### TASK INPUT
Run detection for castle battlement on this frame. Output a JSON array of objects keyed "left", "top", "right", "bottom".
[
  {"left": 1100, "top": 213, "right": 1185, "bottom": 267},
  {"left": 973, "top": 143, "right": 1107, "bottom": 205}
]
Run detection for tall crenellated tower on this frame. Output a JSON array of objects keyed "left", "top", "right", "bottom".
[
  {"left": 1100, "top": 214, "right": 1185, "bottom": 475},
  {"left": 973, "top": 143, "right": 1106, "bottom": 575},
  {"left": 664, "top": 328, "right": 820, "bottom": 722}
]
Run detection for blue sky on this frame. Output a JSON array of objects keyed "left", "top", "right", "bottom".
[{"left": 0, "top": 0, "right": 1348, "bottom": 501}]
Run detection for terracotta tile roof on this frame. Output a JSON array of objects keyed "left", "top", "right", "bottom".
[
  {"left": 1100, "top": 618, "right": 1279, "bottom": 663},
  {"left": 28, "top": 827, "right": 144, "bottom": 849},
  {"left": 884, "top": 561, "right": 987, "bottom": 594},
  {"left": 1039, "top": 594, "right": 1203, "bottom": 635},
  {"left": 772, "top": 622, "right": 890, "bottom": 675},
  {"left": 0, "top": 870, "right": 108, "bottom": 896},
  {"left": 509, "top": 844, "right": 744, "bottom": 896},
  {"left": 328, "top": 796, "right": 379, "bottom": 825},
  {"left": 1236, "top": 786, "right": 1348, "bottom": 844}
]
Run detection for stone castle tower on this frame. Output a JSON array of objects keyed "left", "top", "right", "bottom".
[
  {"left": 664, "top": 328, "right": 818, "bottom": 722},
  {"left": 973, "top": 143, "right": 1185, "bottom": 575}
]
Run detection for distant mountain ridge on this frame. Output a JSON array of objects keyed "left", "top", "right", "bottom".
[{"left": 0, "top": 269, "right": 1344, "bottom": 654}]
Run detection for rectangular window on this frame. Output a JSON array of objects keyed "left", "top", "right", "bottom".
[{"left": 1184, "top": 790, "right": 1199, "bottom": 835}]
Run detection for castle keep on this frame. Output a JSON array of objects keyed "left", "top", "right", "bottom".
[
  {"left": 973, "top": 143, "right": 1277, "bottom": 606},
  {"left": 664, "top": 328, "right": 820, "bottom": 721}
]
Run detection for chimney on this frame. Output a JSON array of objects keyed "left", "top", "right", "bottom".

### WHAT THE TASK REQUIRES
Reproduce every line of the data above without any change.

### WRITTEN SOLUTION
Run detection for castle battlement on this frame. Output a JSON array of objects keyed "left", "top", "right", "bottom".
[
  {"left": 1100, "top": 213, "right": 1185, "bottom": 267},
  {"left": 973, "top": 143, "right": 1107, "bottom": 205}
]
Run detection for tall crenellated tower on this frame. Output a JSON array of objects keyed "left", "top", "right", "bottom".
[
  {"left": 1100, "top": 214, "right": 1185, "bottom": 475},
  {"left": 973, "top": 143, "right": 1106, "bottom": 575},
  {"left": 664, "top": 328, "right": 820, "bottom": 722}
]
Run detection for blue sky on this frame. Output a JSON array of objects keyed "left", "top", "right", "bottom".
[{"left": 0, "top": 0, "right": 1348, "bottom": 501}]
Run detection for terracotta tile roof on this frame. Output a JSON array of objects keyed "left", "top", "right", "bottom".
[
  {"left": 1100, "top": 618, "right": 1279, "bottom": 663},
  {"left": 28, "top": 827, "right": 144, "bottom": 849},
  {"left": 884, "top": 561, "right": 987, "bottom": 594},
  {"left": 1039, "top": 594, "right": 1203, "bottom": 635},
  {"left": 772, "top": 622, "right": 890, "bottom": 675},
  {"left": 0, "top": 870, "right": 108, "bottom": 896},
  {"left": 509, "top": 844, "right": 744, "bottom": 896},
  {"left": 328, "top": 796, "right": 379, "bottom": 825},
  {"left": 1236, "top": 786, "right": 1348, "bottom": 844}
]
Run detection for stone castle tower on this frame. Output a JSON array of objects keyed "left", "top", "right", "bottom".
[
  {"left": 664, "top": 328, "right": 818, "bottom": 722},
  {"left": 973, "top": 143, "right": 1185, "bottom": 575}
]
Run detection for distant mountain ridge on this frame. Output a JSON array of objects keyed "left", "top", "right", "bottom".
[{"left": 0, "top": 269, "right": 1344, "bottom": 654}]
Run detection for rectangular window on this frame. Output a JSON array of objects keyed "left", "top", "right", "bottom".
[{"left": 1184, "top": 790, "right": 1199, "bottom": 835}]
Run detection for castle keep on this frame. Output a JSON array of objects keyed "left", "top", "right", "bottom".
[
  {"left": 973, "top": 143, "right": 1277, "bottom": 606},
  {"left": 664, "top": 328, "right": 820, "bottom": 721}
]
Run detection for chimney on this frame. Output a JSON array of objects keyed "left", "top", "right", "bottom".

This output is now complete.